* **Texte à lire**
Je ne pensais pas que la note à partir du 23 décembre 1869 allait m’amener à des questions d’optique (dans tous les sens du terme), car ce n’est pas l’optimentalement de Magellan qui m’a conduite à commencer les quelques lignes mais le mode temporel – celui-ci est, pour le coup, le laboratoire de Magellan.
C’est sans doute le fait d’utiliser l’expression “entre les paupières et les yeux” comme titre qui m’a détournée. Il faut dire que je l’ai reprise à cause de l’entre-noir qui m’absorbe dans un projet non mentionné ici pour l’instant (la raison de mon retour obstiné vers Hopkins et Duns Scot).
Je me sens contrainte de consigner maintenant le texte d’Hopkins pour, sans doute, le déplacer bientôt.

* **Données sources**
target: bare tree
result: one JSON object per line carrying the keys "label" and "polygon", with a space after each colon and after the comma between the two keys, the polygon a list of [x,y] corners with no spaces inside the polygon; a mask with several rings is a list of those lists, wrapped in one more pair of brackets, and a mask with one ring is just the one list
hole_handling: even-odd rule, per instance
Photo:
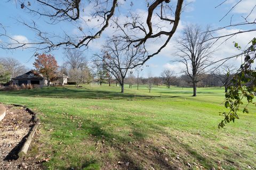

* **Exercice court**
Pouvez-vous recopier mot pour mot le passage du texte à lire ci-dessus situé entre « Je ne pensais » et « et Duns Scot). », ces deux extrémités comprises ?

* **Réponse attendue**
Je ne pensais pas que la note à partir du 23 décembre 1869 allait m’amener à des questions d’optique (dans tous les sens du terme), car ce n’est pas l’optimentalement de Magellan qui m’a conduite à commencer les quelques lignes mais le mode temporel – celui-ci est, pour le coup, le laboratoire de Magellan.
C’est sans doute le fait d’utiliser l’expression “entre les paupières et les yeux” comme titre qui m’a détournée. Il faut dire que je l’ai reprise à cause de l’entre-noir qui m’absorbe dans un projet non mentionné ici pour l’instant (la raison de mon retour obstiné vers Hopkins et Duns Scot).